• **What the task asks**: Print the data below exactly, but only the lines from the one containing "positive clicks: (69, 174) (69, 155)" down to the one containing "positive clicks: (68, 161) (70, 147)", inclusive.

• **Given records**:
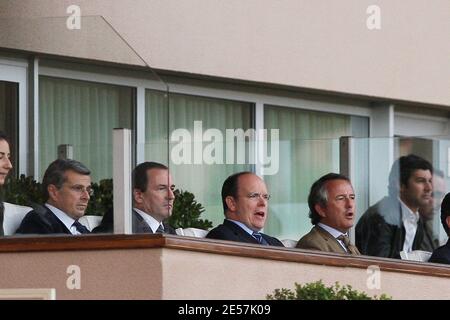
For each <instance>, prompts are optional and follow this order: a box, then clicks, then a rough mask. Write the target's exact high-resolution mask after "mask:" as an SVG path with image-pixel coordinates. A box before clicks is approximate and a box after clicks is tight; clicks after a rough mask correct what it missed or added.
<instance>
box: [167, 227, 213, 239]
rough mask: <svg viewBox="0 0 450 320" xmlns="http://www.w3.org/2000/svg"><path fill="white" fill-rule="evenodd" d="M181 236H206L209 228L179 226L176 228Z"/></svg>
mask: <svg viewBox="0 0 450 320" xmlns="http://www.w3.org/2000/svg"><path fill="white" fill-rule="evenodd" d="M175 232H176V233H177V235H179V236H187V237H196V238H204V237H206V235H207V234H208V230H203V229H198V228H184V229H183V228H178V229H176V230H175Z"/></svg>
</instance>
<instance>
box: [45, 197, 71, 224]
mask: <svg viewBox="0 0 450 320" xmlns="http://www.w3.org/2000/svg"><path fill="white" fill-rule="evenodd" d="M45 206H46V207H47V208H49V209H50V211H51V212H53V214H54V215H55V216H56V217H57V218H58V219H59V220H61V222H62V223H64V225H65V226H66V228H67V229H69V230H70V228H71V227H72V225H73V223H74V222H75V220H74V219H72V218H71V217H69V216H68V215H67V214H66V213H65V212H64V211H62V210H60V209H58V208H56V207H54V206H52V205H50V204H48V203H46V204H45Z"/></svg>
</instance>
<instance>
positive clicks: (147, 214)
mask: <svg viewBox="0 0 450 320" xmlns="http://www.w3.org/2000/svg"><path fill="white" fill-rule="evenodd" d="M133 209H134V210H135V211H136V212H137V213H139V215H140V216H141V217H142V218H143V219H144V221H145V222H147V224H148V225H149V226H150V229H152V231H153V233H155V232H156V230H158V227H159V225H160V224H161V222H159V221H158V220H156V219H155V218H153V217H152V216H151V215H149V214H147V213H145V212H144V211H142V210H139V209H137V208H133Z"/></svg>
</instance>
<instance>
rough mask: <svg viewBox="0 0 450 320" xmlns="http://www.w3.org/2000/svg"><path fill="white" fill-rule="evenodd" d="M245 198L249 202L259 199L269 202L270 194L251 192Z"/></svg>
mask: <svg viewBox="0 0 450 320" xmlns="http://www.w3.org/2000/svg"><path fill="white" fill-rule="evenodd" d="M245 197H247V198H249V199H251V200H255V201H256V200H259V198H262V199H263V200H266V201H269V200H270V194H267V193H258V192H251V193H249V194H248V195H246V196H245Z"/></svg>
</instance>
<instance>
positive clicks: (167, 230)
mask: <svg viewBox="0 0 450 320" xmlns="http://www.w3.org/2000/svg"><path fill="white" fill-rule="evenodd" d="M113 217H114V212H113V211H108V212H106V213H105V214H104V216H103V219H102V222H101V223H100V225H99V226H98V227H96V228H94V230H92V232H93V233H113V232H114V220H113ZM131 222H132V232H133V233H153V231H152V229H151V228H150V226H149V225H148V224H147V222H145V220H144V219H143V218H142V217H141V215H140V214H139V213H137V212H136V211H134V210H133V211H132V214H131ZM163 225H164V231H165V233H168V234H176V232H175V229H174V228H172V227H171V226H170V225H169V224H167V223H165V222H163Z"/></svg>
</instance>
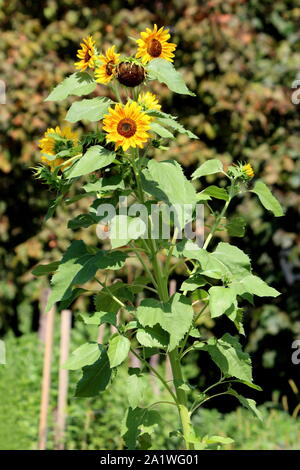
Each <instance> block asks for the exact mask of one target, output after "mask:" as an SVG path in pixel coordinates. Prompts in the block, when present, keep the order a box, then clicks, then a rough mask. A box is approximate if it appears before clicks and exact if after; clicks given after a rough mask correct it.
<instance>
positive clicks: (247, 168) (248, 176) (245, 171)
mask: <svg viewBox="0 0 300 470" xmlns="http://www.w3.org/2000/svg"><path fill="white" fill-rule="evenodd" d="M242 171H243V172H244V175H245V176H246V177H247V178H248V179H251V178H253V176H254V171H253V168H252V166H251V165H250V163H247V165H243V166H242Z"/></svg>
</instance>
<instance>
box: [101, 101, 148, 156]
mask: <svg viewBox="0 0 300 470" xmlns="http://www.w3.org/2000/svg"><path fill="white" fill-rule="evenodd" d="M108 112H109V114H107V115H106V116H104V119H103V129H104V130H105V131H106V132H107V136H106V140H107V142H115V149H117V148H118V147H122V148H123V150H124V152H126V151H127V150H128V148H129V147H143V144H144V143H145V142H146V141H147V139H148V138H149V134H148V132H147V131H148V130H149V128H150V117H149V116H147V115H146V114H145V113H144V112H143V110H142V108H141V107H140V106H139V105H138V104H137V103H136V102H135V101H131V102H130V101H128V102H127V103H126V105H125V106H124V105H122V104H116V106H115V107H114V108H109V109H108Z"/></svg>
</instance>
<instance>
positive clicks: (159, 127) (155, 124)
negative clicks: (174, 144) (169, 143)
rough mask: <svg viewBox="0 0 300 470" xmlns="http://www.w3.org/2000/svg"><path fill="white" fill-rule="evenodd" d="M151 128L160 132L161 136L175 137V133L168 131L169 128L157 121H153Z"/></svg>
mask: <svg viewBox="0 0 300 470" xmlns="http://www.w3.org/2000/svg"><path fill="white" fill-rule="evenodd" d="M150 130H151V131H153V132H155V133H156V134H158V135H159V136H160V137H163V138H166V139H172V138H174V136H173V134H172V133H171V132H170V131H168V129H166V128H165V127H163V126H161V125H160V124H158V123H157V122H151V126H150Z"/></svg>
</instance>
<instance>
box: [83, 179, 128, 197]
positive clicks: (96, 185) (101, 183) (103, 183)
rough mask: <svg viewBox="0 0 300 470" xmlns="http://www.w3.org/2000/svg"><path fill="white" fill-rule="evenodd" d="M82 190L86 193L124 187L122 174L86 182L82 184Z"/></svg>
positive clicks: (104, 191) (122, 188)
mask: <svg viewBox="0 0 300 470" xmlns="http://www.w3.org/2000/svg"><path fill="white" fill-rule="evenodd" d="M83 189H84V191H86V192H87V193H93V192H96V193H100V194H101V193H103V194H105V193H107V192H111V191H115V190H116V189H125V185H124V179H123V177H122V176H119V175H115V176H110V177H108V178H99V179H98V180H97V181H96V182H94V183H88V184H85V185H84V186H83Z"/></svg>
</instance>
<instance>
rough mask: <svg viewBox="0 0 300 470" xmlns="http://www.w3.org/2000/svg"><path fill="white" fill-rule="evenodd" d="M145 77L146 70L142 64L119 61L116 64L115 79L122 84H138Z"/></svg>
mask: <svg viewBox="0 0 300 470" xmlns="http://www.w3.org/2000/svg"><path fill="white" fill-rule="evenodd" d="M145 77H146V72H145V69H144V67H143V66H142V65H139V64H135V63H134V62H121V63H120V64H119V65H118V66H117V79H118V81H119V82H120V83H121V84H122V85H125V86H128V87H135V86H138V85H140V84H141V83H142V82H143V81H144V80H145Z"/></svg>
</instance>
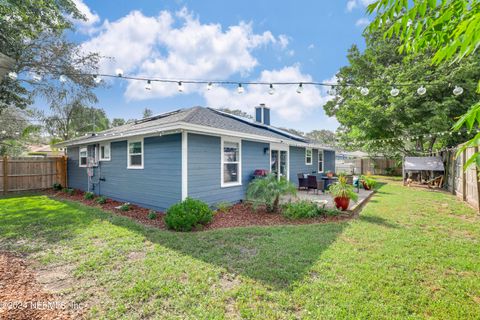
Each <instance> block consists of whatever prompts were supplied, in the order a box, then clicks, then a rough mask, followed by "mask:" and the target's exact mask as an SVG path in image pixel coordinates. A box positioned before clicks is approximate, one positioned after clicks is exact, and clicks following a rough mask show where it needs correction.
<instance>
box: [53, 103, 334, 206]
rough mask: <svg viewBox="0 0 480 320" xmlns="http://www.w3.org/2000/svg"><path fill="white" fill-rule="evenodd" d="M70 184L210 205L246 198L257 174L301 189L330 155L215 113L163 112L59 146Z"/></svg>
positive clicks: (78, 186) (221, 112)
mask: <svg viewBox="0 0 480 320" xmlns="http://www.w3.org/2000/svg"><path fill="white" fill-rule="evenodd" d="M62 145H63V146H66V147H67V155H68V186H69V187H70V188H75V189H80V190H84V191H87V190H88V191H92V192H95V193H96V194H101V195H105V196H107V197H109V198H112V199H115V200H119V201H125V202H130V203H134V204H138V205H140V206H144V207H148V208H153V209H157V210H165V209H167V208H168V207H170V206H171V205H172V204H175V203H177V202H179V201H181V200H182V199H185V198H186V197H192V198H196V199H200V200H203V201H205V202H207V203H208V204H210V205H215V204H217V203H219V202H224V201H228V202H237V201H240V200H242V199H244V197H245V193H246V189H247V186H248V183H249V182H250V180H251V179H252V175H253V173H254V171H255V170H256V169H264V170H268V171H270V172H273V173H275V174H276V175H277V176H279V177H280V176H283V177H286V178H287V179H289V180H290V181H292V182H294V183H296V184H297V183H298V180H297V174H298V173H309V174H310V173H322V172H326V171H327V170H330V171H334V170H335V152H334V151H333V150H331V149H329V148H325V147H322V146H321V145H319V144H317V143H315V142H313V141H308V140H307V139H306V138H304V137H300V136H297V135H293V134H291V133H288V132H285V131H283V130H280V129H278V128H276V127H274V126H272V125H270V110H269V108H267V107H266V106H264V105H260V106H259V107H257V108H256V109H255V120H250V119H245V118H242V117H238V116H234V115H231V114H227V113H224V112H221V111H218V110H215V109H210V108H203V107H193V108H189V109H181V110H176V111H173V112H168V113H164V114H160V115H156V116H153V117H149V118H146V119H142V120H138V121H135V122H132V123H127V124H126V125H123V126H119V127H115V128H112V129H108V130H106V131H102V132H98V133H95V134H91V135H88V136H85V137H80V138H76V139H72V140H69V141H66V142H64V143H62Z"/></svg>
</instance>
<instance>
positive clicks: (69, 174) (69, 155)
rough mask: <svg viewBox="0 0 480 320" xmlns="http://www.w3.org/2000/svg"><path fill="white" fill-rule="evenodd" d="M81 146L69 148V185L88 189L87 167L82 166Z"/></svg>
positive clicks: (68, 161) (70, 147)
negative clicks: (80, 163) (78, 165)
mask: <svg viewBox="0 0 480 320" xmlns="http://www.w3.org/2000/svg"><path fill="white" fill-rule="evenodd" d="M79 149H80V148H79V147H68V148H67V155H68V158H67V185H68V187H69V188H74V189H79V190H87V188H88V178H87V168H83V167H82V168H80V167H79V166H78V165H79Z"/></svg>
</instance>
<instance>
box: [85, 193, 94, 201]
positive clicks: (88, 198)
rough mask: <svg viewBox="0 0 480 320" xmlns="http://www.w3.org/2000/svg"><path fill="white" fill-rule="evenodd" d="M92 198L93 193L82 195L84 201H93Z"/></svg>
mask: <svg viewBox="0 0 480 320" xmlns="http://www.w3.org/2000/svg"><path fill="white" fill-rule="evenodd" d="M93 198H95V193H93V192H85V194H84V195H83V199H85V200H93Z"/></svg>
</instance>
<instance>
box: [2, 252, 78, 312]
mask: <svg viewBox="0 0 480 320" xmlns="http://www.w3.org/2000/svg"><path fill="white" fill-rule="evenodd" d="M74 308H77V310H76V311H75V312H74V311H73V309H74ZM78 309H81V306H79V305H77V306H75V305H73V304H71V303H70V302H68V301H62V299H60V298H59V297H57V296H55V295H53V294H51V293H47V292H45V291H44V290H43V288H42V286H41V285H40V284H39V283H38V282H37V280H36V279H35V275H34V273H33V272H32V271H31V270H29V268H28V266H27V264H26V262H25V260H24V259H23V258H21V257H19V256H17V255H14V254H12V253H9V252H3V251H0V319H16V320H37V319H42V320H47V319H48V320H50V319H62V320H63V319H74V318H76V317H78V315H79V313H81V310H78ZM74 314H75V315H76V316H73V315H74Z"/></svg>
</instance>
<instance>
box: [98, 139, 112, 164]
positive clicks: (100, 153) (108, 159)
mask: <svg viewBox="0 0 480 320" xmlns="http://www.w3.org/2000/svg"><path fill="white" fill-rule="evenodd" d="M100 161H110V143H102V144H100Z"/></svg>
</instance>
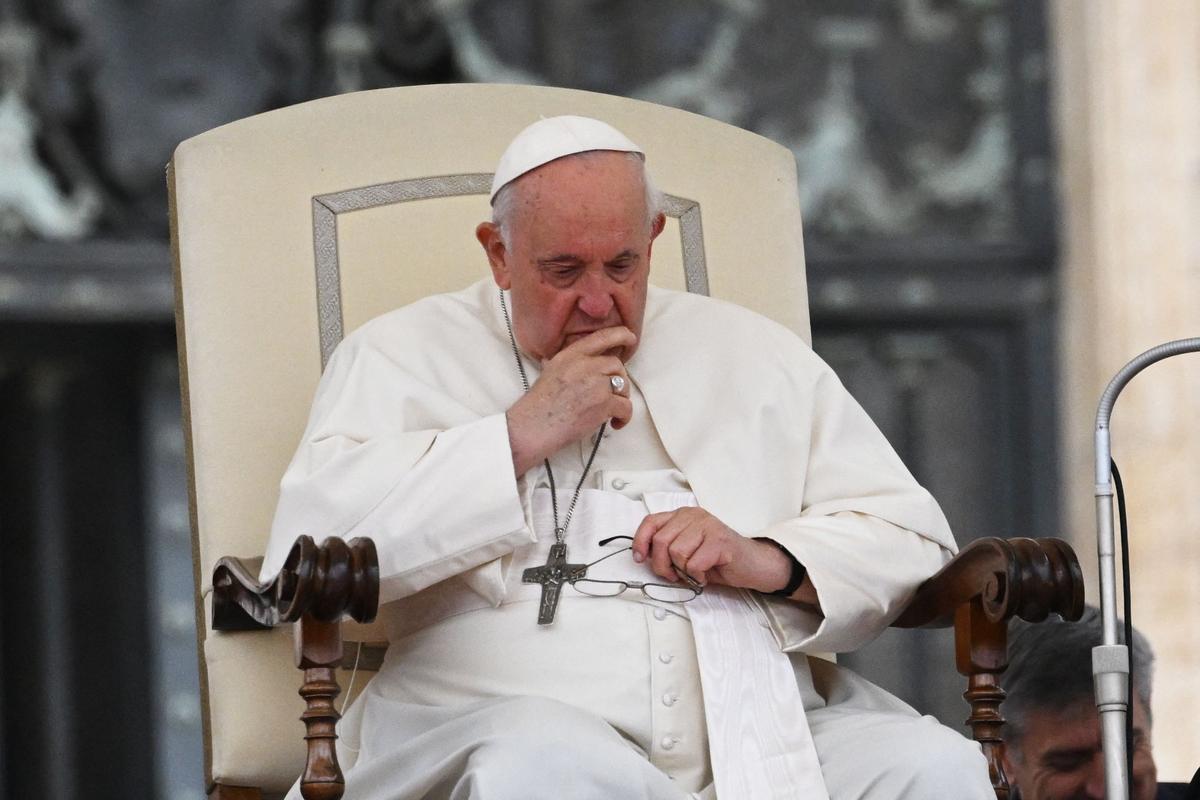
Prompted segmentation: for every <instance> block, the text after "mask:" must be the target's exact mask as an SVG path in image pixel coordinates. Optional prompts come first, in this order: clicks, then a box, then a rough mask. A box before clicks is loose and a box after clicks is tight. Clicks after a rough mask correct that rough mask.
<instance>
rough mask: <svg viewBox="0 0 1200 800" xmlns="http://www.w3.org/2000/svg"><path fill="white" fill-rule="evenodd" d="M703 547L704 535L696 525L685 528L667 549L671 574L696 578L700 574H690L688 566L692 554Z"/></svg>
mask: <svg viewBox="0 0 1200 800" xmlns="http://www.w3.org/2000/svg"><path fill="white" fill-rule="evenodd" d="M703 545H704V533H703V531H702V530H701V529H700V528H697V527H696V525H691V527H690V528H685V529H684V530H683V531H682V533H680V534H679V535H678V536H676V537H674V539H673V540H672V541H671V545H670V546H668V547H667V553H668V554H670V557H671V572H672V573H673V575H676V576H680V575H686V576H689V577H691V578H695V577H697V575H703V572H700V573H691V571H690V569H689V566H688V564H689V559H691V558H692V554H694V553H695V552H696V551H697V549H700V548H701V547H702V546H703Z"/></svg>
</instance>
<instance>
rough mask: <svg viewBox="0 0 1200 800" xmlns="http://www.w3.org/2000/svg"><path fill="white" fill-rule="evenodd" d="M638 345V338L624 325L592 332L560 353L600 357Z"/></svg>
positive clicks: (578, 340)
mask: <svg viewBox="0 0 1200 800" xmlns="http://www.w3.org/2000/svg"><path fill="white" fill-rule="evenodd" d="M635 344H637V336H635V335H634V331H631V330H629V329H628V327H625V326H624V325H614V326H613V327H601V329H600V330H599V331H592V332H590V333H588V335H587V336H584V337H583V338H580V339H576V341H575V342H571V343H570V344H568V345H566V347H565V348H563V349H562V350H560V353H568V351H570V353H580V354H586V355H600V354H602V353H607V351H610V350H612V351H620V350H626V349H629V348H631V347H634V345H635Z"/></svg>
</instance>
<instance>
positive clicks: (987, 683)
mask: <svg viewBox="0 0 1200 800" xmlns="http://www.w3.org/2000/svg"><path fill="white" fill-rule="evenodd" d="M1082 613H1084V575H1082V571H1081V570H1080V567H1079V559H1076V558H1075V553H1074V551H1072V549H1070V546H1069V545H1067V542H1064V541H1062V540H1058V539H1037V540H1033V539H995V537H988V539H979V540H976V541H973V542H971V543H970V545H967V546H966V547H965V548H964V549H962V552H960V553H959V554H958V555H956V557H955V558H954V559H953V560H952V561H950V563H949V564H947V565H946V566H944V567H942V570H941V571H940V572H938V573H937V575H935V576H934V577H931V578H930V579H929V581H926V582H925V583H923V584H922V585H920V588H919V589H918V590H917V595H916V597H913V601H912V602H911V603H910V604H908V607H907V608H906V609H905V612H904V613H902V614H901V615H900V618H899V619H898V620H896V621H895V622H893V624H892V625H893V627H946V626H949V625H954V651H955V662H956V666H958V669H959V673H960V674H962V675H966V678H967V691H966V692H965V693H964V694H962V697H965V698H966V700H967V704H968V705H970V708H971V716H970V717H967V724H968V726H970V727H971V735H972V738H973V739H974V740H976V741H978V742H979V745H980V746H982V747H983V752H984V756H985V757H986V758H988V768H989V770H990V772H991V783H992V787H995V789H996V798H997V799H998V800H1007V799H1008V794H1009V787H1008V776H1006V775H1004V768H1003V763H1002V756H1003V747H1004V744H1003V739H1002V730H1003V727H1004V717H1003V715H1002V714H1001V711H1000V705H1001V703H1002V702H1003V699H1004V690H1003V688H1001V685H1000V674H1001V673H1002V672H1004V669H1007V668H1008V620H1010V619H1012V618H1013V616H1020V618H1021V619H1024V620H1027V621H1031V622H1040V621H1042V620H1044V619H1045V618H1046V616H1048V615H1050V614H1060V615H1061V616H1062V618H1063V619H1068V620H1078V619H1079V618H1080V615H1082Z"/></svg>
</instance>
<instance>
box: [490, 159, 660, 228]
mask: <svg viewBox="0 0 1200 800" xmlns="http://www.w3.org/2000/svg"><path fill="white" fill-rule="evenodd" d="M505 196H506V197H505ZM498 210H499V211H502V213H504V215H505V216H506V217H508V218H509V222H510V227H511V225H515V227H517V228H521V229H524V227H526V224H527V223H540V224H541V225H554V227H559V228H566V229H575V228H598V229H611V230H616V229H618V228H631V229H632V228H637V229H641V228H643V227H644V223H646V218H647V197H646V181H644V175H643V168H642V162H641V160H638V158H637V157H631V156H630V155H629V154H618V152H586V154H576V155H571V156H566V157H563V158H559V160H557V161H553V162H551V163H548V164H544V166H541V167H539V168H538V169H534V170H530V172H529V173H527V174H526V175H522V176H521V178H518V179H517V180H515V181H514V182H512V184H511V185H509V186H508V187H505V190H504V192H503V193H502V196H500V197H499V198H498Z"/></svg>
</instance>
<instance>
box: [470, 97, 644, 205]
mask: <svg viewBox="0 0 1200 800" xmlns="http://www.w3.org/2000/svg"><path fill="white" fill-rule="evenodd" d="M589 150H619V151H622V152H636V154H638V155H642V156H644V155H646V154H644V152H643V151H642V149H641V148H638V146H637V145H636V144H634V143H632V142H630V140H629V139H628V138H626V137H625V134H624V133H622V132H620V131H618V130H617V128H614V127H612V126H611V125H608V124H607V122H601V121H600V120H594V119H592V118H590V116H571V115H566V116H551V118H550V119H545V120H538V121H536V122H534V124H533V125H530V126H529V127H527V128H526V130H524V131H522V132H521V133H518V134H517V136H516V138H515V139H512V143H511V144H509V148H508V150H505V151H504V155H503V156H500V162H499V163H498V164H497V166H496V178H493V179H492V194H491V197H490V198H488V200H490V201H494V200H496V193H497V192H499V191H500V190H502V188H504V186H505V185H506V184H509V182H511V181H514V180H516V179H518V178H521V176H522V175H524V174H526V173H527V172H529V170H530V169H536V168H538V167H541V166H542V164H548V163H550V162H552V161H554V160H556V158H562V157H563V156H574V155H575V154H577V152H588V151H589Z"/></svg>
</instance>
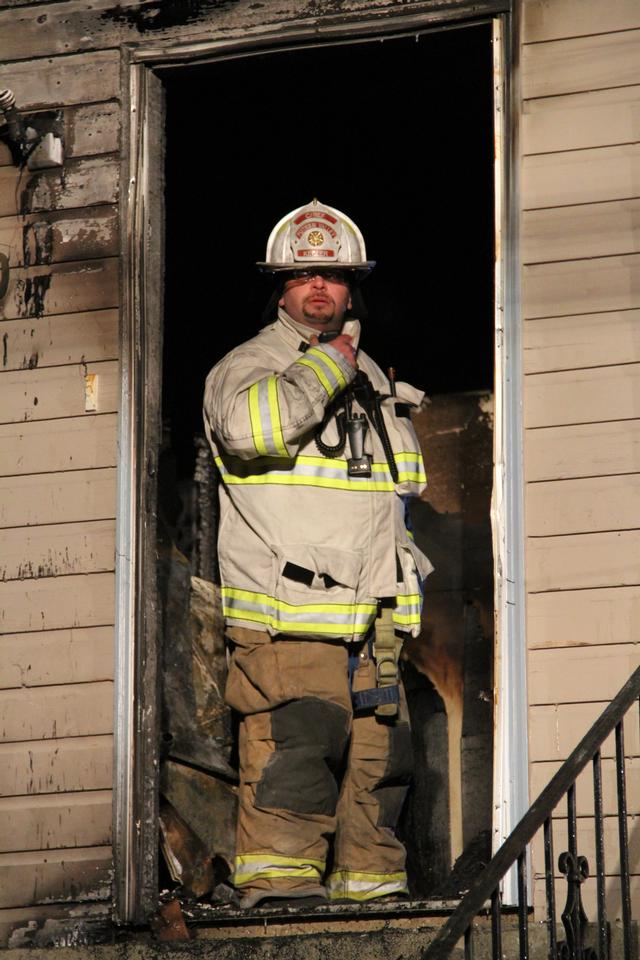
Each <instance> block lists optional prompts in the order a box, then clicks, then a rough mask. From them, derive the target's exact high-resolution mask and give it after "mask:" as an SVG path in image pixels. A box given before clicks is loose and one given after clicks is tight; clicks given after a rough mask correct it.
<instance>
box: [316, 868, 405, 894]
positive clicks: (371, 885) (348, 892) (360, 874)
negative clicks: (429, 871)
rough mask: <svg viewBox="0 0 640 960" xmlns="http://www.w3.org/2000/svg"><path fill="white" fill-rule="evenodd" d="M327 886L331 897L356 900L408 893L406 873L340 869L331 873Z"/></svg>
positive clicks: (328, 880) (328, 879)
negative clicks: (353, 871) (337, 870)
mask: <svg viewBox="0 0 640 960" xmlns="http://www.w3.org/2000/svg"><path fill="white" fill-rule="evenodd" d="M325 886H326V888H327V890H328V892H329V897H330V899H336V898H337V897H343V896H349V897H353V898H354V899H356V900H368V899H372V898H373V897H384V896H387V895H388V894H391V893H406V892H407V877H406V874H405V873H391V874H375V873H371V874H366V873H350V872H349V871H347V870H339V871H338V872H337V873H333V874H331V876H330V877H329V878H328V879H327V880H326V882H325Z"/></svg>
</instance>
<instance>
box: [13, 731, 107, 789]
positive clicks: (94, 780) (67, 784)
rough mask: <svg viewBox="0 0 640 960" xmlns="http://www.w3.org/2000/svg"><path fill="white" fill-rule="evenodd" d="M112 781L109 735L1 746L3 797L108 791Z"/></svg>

• **Task response**:
positive clicks: (69, 174) (69, 155)
rough mask: <svg viewBox="0 0 480 320" xmlns="http://www.w3.org/2000/svg"><path fill="white" fill-rule="evenodd" d="M81 146L69 148V185L88 189L87 167L82 166Z"/></svg>
positive clicks: (68, 161) (70, 147)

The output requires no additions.